• [Excerpted text]:
=== Begin Enclosure ===
Psychiatric Times Vol 16 No 1
Volume16
Issue 1

Peering Through the Looking Glass: Forensic Examinations and Privacy Issues

As psychological and mental health issues increasingly take center stage in high profile criminal and civil proceedings, the ability to satiate inquiring minds often means trashing privacy and confidentiality at the altar of the public's right to know. Tyson isn't the only one whose psychological profile has been splayed out before an audience of billions in cyberspace.

The most intimate details of boxer Mike Tyson's life are easily accessible by the average person. Partly due to the publicity that surrounds his sometimes triumphant, but more often tragic, pugnacity, there is another, more sinister reason that Tyson has become an open book: Tyson's psychiatric evaluation was posted on the Internet, making it available to any of the six billion people on the planet who care to look.
=== End Enclosure ===
• [Data for analysis]:
=== Begin Enclosure ===
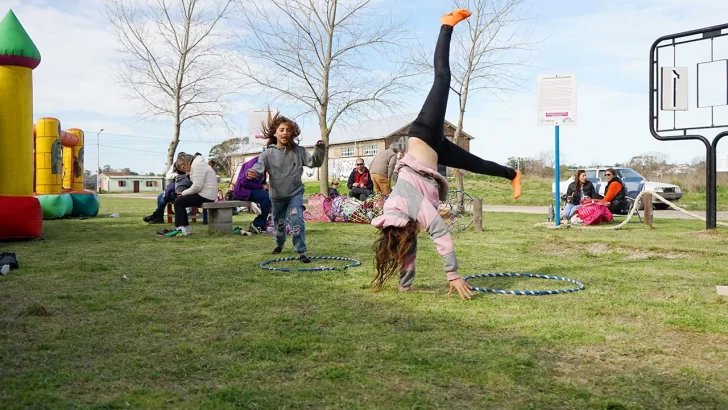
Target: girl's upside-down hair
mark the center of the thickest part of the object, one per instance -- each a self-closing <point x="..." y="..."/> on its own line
<point x="390" y="248"/>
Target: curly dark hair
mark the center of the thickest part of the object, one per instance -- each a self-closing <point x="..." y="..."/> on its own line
<point x="269" y="130"/>
<point x="390" y="249"/>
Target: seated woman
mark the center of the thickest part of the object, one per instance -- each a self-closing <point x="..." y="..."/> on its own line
<point x="580" y="189"/>
<point x="334" y="188"/>
<point x="204" y="189"/>
<point x="615" y="194"/>
<point x="254" y="190"/>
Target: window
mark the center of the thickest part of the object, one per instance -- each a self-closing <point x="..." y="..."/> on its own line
<point x="371" y="149"/>
<point x="628" y="173"/>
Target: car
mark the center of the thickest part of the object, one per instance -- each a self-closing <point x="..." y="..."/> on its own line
<point x="634" y="182"/>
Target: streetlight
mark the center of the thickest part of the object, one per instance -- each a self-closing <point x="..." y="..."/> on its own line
<point x="98" y="163"/>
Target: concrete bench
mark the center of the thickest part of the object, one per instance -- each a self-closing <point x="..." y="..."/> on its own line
<point x="220" y="215"/>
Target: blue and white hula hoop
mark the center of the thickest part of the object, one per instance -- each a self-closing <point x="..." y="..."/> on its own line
<point x="354" y="263"/>
<point x="580" y="286"/>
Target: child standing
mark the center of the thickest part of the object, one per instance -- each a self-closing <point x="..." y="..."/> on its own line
<point x="284" y="160"/>
<point x="419" y="188"/>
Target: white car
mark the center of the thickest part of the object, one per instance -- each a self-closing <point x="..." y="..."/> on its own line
<point x="634" y="182"/>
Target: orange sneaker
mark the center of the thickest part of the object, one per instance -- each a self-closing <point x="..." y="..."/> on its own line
<point x="453" y="18"/>
<point x="516" y="185"/>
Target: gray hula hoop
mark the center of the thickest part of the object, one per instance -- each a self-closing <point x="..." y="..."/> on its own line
<point x="354" y="263"/>
<point x="579" y="285"/>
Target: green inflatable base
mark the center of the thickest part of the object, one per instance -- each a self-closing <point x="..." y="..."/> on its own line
<point x="55" y="206"/>
<point x="85" y="203"/>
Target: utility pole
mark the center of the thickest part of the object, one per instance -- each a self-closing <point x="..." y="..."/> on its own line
<point x="98" y="162"/>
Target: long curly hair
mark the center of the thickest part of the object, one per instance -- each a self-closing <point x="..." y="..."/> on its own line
<point x="577" y="181"/>
<point x="269" y="130"/>
<point x="390" y="249"/>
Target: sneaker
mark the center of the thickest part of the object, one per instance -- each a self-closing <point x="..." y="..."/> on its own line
<point x="516" y="185"/>
<point x="254" y="229"/>
<point x="173" y="233"/>
<point x="255" y="208"/>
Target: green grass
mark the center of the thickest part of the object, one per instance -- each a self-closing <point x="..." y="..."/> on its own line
<point x="199" y="325"/>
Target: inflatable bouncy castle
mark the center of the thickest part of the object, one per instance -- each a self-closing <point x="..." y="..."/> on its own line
<point x="59" y="171"/>
<point x="21" y="215"/>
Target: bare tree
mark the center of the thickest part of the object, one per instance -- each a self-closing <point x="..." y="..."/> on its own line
<point x="330" y="58"/>
<point x="489" y="54"/>
<point x="172" y="58"/>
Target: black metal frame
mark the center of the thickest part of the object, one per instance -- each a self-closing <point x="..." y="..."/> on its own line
<point x="709" y="34"/>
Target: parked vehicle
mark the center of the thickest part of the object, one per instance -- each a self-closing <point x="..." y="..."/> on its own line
<point x="634" y="182"/>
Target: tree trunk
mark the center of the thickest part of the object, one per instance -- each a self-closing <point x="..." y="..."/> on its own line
<point x="459" y="182"/>
<point x="324" y="170"/>
<point x="173" y="145"/>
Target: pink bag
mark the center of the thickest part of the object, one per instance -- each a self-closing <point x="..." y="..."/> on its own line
<point x="594" y="214"/>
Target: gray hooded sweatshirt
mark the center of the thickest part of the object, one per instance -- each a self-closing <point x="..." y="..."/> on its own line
<point x="285" y="168"/>
<point x="384" y="162"/>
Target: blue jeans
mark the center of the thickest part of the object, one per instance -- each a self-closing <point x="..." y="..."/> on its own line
<point x="291" y="209"/>
<point x="570" y="210"/>
<point x="161" y="203"/>
<point x="260" y="196"/>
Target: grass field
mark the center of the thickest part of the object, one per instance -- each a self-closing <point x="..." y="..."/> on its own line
<point x="199" y="325"/>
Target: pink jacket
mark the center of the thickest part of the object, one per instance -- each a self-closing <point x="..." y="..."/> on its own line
<point x="416" y="197"/>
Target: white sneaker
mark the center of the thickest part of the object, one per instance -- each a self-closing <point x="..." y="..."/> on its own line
<point x="255" y="208"/>
<point x="254" y="229"/>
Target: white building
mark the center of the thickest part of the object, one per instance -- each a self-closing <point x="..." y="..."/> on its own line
<point x="118" y="182"/>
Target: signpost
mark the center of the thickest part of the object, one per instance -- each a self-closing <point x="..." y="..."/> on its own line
<point x="556" y="106"/>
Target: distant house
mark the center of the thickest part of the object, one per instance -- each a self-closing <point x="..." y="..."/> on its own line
<point x="362" y="140"/>
<point x="118" y="182"/>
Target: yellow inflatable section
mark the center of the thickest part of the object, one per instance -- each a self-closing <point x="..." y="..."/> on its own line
<point x="76" y="169"/>
<point x="48" y="153"/>
<point x="16" y="127"/>
<point x="21" y="215"/>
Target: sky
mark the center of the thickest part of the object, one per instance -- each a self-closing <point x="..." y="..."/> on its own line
<point x="605" y="43"/>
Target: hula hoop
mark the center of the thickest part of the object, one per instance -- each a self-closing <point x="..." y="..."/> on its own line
<point x="580" y="286"/>
<point x="316" y="269"/>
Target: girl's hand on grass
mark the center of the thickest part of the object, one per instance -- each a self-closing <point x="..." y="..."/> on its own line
<point x="462" y="287"/>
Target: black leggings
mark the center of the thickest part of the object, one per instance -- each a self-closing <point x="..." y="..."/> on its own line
<point x="430" y="123"/>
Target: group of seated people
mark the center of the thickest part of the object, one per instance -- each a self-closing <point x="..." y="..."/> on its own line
<point x="362" y="182"/>
<point x="191" y="182"/>
<point x="184" y="192"/>
<point x="582" y="191"/>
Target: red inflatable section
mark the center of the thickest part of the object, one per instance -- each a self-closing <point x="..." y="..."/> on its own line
<point x="20" y="217"/>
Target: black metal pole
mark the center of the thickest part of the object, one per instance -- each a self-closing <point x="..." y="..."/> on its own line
<point x="710" y="157"/>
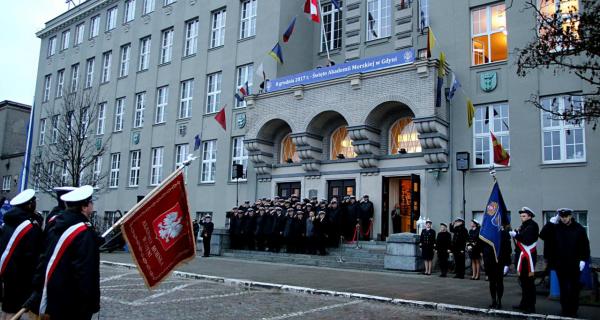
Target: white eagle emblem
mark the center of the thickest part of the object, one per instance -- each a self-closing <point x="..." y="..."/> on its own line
<point x="170" y="227"/>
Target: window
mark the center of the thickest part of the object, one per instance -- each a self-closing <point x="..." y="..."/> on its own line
<point x="111" y="18"/>
<point x="239" y="155"/>
<point x="489" y="118"/>
<point x="379" y="19"/>
<point x="156" y="171"/>
<point x="563" y="141"/>
<point x="42" y="138"/>
<point x="60" y="75"/>
<point x="124" y="64"/>
<point x="341" y="144"/>
<point x="134" y="168"/>
<point x="162" y="99"/>
<point x="191" y="37"/>
<point x="288" y="150"/>
<point x="166" y="48"/>
<point x="144" y="53"/>
<point x="74" y="77"/>
<point x="106" y="62"/>
<point x="119" y="109"/>
<point x="89" y="72"/>
<point x="248" y="19"/>
<point x="51" y="46"/>
<point x="65" y="39"/>
<point x="115" y="165"/>
<point x="94" y="26"/>
<point x="217" y="34"/>
<point x="243" y="79"/>
<point x="404" y="137"/>
<point x="47" y="85"/>
<point x="187" y="93"/>
<point x="129" y="11"/>
<point x="489" y="34"/>
<point x="148" y="6"/>
<point x="181" y="153"/>
<point x="101" y="118"/>
<point x="213" y="92"/>
<point x="331" y="32"/>
<point x="209" y="161"/>
<point x="6" y="183"/>
<point x="54" y="137"/>
<point x="79" y="32"/>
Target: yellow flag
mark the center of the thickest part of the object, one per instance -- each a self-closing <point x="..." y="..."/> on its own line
=== End Enclosure ===
• [Problem set]:
1. In the excerpt on forensic examinations and privacy, what document about Mike Tyson was posted on the Internet?
2. Please repeat the excerpt on forensic examinations and privacy from "Peering Through the" to "billions in cyberspace.".
3. List each distinct number that appears in the excerpt on forensic examinations and privacy.

• [Task responses]:
1. His psychiatric evaluation.

2.
Peering Through the Looking Glass: Forensic Examinations and Privacy Issues

As psychological and mental health issues increasingly take center stage in high profile criminal and civil proceedings, the ability to satiate inquiring minds often means trashing privacy and confidentiality at the altar of the public's right to know. Tyson isn't the only one whose psychological profile has been splayed out before an audience of billions in cyberspace.

3. 16 (the volume), 1 (the issue), six billion